Tuning Guide

Preset selection and tuning guidance for Prisma AI models.

This page covers the technical background behind Prisma AI models and the advanced settings you can adjust if the defaults don’t suit your environment. Please note that our presets have been optimized across a vast assortment of diverse datasets, it is unlikely that changes to our presets will produce generally more capable models, but it is possible that you might be able to tune the model more to your specific use case. When tuning the options, be carefull not to overfit to your specific usecase. For the user-facing configuration flow, see the Models page.

How Prisma AI models work

A Prisma AI model learns the normal behavior of the items in your dataset during training. Once deployed, the model continuously evaluates incoming observations against what it expects and produces an anomaly score. Higher values indicate a larger deviation from the learned baseline. Deployments then turn these scores into actionable alerts using configurable sensitivity thresholds.

Point Detection vs Segment Detection

Every Prisma AI model produces two streams of anomaly scores: a point detection score and a segment detection score. They are tuned for different jobs, and the system gets its accuracy from using them together rather than treating them as alternatives.

Point Detection operates at the level of a single measurement, producing one score per measurement that expresses how much it deviates from what the model expected. The resulting score stream traces the shape of an anomaly in detail, showing when a deviation begins, how it evolves, and when it subsides, which makes point detection the primary signal for analysis. The tradeoff is much lower precision: it prioritizes tracing the shape of potential anomalies over deciding whether they are real events, and on its own will respond to deviations that are not worth alerting on.
Segment Detection operates at the level of an event. It is optimized to produce a high-confidence verdict on whether an anomalous event is actually occurring, trading the fine-grained shape information of point detection for much higher precision and a much lower false-positive rate. This makes it the right signal for deciding whether something alert-worthy is happening.

The two scores are combined inside a Prisma AI. Point detection provides the broad window and the descriptive shape; segment detection is used to validate that window. When a segment detection trigger lands inside a point-detection anomaly, that anomaly is treated as confirmed with segment detection’s much higher precision, while still carrying the rich shape information from point detection for investigation. The net effect is that you get the descriptive, analysis-friendly contour of point detection together with the low false-positive rate of segment detection, without having to choose between them.

In practice, this means the two thresholds play different roles when tuning sensitivity. The point detection threshold mainly shapes how much contour you see around anomalies during analysis, while the segment detection threshold is the one that governs whether an anomaly is actually treated as a real event.

Choosing items for a model

Before picking a preset, decide which Zabbix items should be learned by the model. Prisma AI models learn cross-item patterns during training, so items that share an environment reinforce each other and produce more accurate detections together than in isolation. The reverse also holds: unrelated items mixed into one model contribute noise that weakens the learned baseline.

WRITTEN EXERCISE A
Give the section headings that appear in the tuning guide under its title.
WRITTEN EXERCISE B
Print everything in the entries from the line containing "Find every instance of the pink" down to the end of the entries.
The tuning guide and the entries that follow it have nothing to do with each other.

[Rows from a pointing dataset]
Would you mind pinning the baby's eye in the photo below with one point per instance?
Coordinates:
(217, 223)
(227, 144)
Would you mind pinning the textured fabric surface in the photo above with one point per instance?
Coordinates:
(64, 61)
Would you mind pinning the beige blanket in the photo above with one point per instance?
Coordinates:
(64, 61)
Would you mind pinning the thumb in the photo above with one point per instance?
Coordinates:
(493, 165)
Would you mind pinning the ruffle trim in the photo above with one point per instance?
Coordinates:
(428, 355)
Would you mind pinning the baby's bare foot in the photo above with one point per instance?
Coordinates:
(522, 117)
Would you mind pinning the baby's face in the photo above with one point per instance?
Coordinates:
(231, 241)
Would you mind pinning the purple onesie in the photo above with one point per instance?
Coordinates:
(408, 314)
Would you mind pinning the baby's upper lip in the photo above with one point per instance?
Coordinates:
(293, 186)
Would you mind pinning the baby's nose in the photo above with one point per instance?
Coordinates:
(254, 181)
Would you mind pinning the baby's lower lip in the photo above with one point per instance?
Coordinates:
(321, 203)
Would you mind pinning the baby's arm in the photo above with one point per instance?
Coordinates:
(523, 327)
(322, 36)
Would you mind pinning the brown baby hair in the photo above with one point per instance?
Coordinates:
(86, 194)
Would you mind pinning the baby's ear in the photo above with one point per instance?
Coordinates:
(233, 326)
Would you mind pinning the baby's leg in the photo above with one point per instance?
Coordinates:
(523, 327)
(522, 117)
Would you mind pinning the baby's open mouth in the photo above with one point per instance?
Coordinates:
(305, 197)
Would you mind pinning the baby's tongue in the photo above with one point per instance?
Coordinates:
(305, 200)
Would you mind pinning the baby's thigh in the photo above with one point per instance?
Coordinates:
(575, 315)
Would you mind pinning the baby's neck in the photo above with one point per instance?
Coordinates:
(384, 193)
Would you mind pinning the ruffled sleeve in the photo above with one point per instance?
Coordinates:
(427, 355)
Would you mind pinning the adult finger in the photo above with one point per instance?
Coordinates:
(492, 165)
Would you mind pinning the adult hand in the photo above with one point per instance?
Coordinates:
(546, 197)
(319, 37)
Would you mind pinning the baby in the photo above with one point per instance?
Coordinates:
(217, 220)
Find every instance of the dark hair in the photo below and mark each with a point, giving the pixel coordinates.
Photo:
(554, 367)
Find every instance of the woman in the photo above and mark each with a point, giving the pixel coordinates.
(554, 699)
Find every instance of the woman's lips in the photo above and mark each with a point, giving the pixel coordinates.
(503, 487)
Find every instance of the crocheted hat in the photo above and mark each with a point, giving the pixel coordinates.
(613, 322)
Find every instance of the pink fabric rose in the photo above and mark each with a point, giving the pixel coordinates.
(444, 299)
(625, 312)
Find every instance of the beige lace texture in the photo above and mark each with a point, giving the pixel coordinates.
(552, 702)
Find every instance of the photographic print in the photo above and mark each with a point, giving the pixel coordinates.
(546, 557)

FULL SOLUTION A
How Prisma AI models work
Point Detection vs Segment Detection
Choosing items for a model

FULL SOLUTION B
Find every instance of the pink fabric rose in the photo above and mark each with a point, giving the pixel coordinates.
(444, 299)
(625, 312)
Find every instance of the beige lace texture in the photo above and mark each with a point, giving the pixel coordinates.
(552, 702)
Find every instance of the photographic print in the photo above and mark each with a point, giving the pixel coordinates.
(546, 557)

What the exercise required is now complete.